→ YOUR OBJECTIVE
Please pull out every one of the entries below and copy each line word for word, in its original order.

=-=-=-=-=

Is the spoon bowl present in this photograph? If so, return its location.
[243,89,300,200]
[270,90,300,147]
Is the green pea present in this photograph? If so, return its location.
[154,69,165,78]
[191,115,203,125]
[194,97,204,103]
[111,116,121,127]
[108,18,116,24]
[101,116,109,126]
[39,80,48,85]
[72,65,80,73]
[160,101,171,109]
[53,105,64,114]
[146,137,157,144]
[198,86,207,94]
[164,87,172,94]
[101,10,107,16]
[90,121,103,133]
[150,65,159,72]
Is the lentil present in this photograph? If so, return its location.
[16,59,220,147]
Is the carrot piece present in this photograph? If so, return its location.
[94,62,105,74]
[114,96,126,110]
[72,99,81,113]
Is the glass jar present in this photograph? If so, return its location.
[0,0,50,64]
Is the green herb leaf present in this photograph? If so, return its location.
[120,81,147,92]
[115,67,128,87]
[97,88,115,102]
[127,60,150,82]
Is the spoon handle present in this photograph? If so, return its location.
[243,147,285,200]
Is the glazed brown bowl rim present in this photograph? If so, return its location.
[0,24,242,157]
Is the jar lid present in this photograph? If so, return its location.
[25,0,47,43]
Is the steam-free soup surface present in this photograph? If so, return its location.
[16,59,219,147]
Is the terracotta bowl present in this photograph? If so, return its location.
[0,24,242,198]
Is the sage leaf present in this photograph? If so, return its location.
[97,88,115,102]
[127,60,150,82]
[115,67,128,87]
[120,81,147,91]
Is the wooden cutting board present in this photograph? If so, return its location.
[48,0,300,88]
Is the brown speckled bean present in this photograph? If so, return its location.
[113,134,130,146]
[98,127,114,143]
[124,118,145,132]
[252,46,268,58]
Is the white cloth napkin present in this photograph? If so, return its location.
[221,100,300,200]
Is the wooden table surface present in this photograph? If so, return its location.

=-=-=-=-=

→ RESPONSE FOR THIS EXERCISE
Is the spoon bowl present in this photograph? If so, return its location.
[243,89,300,200]
[270,90,300,147]
Is the green pea present in this photograph? If so, return its location.
[154,69,165,78]
[191,115,203,125]
[194,97,204,103]
[111,116,121,127]
[108,18,116,24]
[101,116,109,126]
[39,80,48,85]
[72,65,80,73]
[160,101,171,109]
[53,105,64,114]
[146,137,157,144]
[198,86,207,94]
[164,87,172,94]
[101,10,107,16]
[90,121,103,133]
[150,65,159,72]
Is the lentil present in this photograph? If so, return its location.
[16,59,220,147]
Is the carrot piece present in this photograph? If so, return its location.
[94,62,105,74]
[114,96,126,110]
[72,99,81,113]
Is the glass jar present in this photograph? If so, return its location.
[0,0,50,64]
Is the green herb leaf present in this photograph? If so, return its location.
[120,81,147,92]
[115,67,128,87]
[97,88,115,102]
[127,60,150,82]
Is the spoon handle present in this photograph? If so, return its location.
[243,147,285,200]
Is the glazed brown bowl rim present in this photograph? If so, return its location.
[0,24,242,157]
Is the jar lid present in this photograph? If so, return its location.
[25,0,47,43]
Is the steam-free soup surface present in this photograph? If so, return its location.
[16,59,219,147]
Is the terracotta bowl present in this photograph? If so, return its location.
[0,24,242,198]
Is the sage leaf present in this photograph? If so, return its location.
[97,88,115,102]
[127,60,150,82]
[115,67,128,87]
[120,81,147,91]
Is the wooden cutting board present in this photograph? If so, return its location.
[48,0,300,88]
Is the brown speckled bean present in this photograph? If so, return its location.
[113,134,130,146]
[98,127,114,143]
[124,118,145,132]
[252,46,268,58]
Is the white cloth napkin present in this photograph? If so, return its location.
[221,100,300,200]
Is the wooden table surface present in this photograph? If so, return its location.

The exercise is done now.